━━ Provided entries ━━

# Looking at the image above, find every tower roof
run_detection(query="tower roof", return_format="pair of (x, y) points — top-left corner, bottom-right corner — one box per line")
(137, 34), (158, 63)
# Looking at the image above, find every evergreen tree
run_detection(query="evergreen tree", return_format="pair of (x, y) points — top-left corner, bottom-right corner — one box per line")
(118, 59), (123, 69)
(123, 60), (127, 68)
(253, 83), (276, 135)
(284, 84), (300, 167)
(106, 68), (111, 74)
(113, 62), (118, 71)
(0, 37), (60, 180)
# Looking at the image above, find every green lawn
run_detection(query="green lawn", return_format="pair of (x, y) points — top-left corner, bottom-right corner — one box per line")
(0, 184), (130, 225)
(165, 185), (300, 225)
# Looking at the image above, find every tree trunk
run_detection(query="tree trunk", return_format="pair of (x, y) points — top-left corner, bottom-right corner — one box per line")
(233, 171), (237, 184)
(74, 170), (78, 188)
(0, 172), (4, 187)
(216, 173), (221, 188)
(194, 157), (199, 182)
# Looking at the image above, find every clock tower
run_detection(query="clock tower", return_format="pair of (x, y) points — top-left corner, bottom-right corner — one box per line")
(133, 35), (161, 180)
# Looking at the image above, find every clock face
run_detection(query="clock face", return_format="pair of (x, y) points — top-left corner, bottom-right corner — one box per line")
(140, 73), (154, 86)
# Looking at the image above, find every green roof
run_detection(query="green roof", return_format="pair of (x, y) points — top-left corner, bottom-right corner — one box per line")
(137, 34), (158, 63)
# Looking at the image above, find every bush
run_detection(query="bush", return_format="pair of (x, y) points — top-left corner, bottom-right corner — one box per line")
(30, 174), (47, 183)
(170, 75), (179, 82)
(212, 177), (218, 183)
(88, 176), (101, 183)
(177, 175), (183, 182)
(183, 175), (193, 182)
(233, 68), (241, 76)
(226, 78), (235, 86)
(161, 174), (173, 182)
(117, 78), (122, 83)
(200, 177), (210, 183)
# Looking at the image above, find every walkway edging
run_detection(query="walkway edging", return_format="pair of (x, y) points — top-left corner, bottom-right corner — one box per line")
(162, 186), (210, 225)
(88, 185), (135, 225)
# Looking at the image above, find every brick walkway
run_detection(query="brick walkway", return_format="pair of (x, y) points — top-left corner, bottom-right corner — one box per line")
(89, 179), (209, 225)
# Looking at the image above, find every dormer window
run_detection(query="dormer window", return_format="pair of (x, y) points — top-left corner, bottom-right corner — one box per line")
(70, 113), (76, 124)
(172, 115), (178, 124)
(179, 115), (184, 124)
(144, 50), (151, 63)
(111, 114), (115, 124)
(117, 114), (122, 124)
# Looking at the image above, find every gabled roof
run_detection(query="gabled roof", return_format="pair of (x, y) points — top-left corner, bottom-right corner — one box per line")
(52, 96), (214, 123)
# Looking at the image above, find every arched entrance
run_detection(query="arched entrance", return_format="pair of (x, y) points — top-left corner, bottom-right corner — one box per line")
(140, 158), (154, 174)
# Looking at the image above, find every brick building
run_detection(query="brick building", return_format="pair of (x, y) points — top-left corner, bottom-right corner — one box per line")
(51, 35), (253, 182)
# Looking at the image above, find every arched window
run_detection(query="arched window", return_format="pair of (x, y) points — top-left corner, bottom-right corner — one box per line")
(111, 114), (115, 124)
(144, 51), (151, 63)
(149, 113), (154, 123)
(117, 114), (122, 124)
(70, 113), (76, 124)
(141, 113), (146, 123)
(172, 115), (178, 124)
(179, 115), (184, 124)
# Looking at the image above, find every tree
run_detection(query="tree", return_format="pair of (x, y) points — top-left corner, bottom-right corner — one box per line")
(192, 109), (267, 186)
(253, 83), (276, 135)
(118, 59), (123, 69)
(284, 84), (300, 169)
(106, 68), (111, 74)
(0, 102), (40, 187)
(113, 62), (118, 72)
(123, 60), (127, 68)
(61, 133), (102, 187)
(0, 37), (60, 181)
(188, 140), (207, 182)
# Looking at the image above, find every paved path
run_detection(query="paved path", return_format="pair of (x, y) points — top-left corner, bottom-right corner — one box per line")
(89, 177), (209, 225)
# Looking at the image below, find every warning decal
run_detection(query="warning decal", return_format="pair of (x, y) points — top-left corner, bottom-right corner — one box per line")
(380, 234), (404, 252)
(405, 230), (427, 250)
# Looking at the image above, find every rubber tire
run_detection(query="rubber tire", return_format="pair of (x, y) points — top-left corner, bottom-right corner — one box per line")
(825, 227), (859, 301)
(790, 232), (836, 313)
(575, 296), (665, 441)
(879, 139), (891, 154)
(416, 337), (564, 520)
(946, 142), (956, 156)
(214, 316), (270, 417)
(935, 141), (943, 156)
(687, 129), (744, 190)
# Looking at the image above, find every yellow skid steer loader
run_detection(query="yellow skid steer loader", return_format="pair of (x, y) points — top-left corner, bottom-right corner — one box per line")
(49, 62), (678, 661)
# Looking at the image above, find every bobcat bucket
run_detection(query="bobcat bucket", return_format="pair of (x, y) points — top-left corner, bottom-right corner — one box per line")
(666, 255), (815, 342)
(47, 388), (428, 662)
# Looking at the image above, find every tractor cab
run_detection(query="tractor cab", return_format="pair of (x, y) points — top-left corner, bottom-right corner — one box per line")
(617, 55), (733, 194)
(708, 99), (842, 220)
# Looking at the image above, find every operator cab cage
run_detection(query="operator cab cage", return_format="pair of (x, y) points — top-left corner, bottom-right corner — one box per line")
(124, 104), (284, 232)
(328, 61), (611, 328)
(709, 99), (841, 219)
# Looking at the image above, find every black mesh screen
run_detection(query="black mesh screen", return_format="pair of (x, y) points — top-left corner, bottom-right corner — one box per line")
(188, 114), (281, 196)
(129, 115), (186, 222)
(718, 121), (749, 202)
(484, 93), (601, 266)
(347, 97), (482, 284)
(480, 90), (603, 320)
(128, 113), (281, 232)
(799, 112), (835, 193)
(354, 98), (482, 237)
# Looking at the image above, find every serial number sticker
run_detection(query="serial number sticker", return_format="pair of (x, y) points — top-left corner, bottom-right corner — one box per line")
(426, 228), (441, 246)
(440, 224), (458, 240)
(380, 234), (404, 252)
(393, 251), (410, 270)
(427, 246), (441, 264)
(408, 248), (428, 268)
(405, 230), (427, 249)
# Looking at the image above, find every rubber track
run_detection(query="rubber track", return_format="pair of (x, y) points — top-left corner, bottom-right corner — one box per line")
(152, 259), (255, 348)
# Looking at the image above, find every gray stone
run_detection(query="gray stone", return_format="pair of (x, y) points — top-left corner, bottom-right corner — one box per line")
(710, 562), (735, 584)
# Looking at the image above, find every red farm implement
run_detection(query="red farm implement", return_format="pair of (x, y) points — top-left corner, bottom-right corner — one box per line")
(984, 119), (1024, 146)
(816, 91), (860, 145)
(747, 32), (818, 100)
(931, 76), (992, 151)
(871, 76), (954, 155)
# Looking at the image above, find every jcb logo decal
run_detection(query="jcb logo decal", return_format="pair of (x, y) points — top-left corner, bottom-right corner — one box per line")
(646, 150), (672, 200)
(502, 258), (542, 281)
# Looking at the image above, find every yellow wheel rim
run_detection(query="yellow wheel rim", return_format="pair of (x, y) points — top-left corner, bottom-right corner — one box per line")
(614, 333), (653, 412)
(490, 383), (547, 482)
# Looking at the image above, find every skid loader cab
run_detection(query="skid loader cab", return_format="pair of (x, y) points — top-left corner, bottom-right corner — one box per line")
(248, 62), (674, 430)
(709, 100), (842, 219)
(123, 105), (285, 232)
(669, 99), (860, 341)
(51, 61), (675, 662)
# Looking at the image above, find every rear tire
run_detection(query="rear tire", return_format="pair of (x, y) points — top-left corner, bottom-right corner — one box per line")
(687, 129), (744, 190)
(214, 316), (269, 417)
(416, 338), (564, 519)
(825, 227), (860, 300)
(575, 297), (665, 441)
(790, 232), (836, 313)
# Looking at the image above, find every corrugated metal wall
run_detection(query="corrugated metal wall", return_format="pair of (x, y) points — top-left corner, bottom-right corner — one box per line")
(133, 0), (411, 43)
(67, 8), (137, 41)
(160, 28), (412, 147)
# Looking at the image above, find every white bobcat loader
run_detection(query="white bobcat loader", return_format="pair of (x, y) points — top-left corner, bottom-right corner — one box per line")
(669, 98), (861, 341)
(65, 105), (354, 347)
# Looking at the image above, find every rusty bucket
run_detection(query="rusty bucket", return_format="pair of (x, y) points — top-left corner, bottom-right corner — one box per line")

━━━

- **Task requirements**
Print exactly, and only, the lines beginning at the top of the listing and ending at the line with "# Looking at the image above, find every clock face".

- **Answer box**
# Looking at the image above, find every tower roof
run_detection(query="tower roof", return_format="pair of (x, y) points — top-left corner, bottom-right corner — one box per line")
(137, 34), (158, 63)
# Looking at the image above, find every evergreen tree
run_detection(query="evergreen tree", return_format="pair of (x, y) points — top-left corner, bottom-right corner — one box per line")
(118, 59), (123, 69)
(123, 60), (127, 68)
(253, 83), (276, 135)
(284, 84), (300, 167)
(106, 68), (111, 74)
(113, 62), (118, 71)
(0, 37), (60, 180)
# Looking at the image above, find every green lawn
run_detection(query="green lawn", return_format="pair of (x, y) points — top-left corner, bottom-right corner — one box per line")
(0, 184), (130, 225)
(165, 185), (300, 225)
# Looking at the image above, find every tree trunk
run_detection(query="tree trunk", return_format="pair of (x, y) points — top-left corner, bottom-right corner — one box per line")
(233, 171), (237, 184)
(74, 170), (78, 188)
(0, 172), (4, 187)
(216, 173), (221, 188)
(194, 157), (199, 182)
# Looking at the image above, find every clock tower
run_detection(query="clock tower", return_format="pair of (x, y) points — top-left corner, bottom-right corner — one box per line")
(133, 35), (161, 180)
# Looking at the image above, find every clock face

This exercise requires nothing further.